● SELECTED PASSAGE
>>>

- Born: Fiona C. Meldrum
- Education: University of Cambridge (BA) University of Bath (PhD)
- Scientific career
- Fields: Crystallization Calcium carbonate Mineralization
- Workplaces: University of Leeds Queen Mary, University of London Australian National University Max Planck Institute for Polymer Research Syracuse University
- Thesis: Nanoscale synthesis in organised organic assemblies (1992)
- Website: eps.leeds.ac.uk/chemistry/staff/4202/professor-fiona-meldrum

= Fiona Meldrum =

British chemist

Fiona C. Meldrum is a British scientist who is a Professor of Inorganic Chemistry at the University of Leeds where she works on bio-inspired materials and crystallisation processes. She won the 2017 Royal Society of Chemistry Interdisciplinary Prize.

== Education ==
Meldrum studied the Natural Sciences Tripos at the University of Cambridge, graduating in 1989. She joined the University of Bath for her postgraduate studies, working on bio-inspired systems where she completed her PhD on nanoscale synthesis in 1992.

==Career and research==
Meldrum was appointed a postdoctoral research fellow at Syracuse University, where she worked on nanoparticle assembly with Janos Fendler. Whilst there, she contributed to the book Biomimetic Materials Chemistry.

Meldrum was a Humboldt Research Fellow at the Max Planck Institute for Polymer Research, working on crystallisation using surface plasmon spectroscopy with Wolfgang Knoll. She explored chemical deposition of PbS on gold using self-assembled monolayers. Following this position, she worked at the Australian National University on biomineralisation.

Meldrum joined Queen Mary University of London as a lecturer in 1998. She moved to the University of Bristol in 2003, where she established new techniques to control crystal morphologies. In 2009 Meldrum was appointed as a Professor at the University of Leeds.

<<<

● Natural language region descriptions
>>>

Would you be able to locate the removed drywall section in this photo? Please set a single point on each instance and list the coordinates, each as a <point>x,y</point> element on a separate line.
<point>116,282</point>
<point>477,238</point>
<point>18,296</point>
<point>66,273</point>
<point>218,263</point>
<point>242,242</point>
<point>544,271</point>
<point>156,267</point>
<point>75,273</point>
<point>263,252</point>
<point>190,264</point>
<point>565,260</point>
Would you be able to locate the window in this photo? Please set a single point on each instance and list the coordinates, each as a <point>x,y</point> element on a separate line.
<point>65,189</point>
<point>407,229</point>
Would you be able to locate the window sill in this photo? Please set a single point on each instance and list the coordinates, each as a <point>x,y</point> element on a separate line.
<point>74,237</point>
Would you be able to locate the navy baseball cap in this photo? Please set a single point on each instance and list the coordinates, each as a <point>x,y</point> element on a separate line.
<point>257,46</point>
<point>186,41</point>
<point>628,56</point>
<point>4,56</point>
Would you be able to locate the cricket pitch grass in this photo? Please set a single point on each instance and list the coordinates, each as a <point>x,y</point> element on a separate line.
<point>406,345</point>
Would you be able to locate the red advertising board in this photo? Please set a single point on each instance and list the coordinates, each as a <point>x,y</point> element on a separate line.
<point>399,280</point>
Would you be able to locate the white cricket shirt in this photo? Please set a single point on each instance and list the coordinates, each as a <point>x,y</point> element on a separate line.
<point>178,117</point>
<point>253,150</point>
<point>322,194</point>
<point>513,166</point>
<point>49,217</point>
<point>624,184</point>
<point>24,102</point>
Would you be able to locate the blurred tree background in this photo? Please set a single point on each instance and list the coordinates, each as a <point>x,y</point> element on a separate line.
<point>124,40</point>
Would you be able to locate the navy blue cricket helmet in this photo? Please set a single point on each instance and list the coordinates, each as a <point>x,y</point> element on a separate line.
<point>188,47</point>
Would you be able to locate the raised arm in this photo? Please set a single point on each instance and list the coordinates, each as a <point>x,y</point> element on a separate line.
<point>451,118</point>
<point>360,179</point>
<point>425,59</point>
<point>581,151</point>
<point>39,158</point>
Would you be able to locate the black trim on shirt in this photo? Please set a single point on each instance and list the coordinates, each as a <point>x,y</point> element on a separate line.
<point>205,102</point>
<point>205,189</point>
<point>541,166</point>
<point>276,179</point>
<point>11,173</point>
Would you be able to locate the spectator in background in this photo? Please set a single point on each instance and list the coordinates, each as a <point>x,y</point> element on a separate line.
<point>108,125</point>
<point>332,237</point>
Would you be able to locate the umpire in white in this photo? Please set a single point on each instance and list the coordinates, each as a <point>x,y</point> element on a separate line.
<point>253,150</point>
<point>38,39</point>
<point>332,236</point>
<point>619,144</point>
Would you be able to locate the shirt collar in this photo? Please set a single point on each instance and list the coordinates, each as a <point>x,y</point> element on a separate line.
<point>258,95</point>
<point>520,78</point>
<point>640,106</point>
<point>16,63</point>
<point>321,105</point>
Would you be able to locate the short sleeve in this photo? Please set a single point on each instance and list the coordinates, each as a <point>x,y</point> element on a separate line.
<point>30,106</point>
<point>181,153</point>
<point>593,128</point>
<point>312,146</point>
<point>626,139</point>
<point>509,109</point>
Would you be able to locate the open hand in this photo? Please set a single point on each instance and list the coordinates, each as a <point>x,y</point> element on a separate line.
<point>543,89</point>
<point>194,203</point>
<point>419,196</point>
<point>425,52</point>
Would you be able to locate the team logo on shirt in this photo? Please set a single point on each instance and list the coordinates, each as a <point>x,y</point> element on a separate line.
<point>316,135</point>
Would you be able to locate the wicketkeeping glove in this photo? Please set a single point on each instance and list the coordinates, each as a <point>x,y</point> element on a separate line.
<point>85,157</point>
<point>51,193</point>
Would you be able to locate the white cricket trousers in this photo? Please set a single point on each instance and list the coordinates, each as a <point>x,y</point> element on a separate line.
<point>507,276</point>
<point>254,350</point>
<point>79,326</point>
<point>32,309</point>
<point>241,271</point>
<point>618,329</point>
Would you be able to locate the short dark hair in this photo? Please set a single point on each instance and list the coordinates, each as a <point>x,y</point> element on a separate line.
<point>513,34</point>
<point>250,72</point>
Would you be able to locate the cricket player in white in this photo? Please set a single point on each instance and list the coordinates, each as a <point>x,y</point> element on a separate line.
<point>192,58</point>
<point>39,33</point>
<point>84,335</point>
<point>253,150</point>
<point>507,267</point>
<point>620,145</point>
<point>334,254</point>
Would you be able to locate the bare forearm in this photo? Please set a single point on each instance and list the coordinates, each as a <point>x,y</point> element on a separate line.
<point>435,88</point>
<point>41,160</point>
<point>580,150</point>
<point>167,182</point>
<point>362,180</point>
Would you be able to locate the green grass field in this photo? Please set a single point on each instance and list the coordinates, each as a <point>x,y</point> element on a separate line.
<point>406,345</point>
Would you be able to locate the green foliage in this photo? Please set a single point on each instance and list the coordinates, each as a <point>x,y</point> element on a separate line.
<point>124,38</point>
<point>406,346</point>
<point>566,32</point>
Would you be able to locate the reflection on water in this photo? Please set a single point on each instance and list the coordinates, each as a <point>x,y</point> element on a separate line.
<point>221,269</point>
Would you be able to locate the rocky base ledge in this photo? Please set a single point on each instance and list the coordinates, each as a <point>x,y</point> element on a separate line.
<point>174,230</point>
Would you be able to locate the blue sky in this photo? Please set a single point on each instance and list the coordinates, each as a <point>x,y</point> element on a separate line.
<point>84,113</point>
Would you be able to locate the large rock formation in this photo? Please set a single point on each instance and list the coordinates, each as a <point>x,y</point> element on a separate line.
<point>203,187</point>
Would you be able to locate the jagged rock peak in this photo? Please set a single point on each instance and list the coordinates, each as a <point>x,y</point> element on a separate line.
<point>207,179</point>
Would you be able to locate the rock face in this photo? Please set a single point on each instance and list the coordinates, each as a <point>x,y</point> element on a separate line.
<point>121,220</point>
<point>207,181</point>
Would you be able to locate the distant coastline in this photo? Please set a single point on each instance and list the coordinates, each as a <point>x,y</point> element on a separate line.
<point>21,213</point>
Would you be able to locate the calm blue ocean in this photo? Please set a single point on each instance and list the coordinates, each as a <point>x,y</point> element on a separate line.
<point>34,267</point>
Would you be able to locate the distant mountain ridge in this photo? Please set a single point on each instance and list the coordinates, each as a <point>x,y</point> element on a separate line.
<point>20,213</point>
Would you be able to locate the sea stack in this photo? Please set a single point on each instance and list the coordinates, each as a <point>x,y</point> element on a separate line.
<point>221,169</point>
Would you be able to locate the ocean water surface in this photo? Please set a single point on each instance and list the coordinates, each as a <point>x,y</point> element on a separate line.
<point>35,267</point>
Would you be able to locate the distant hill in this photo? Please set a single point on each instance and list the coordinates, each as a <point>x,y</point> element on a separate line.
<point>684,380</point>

<<<

● ASSIGNED TASK
Please list every institution named in the "Career and research" section of the Fiona Meldrum article, in the order they appear.

● WRITTEN ANSWER
Syracuse University
Max Planck Institute for Polymer Research
Australian National University
Queen Mary University of London
University of Bristol
University of Leeds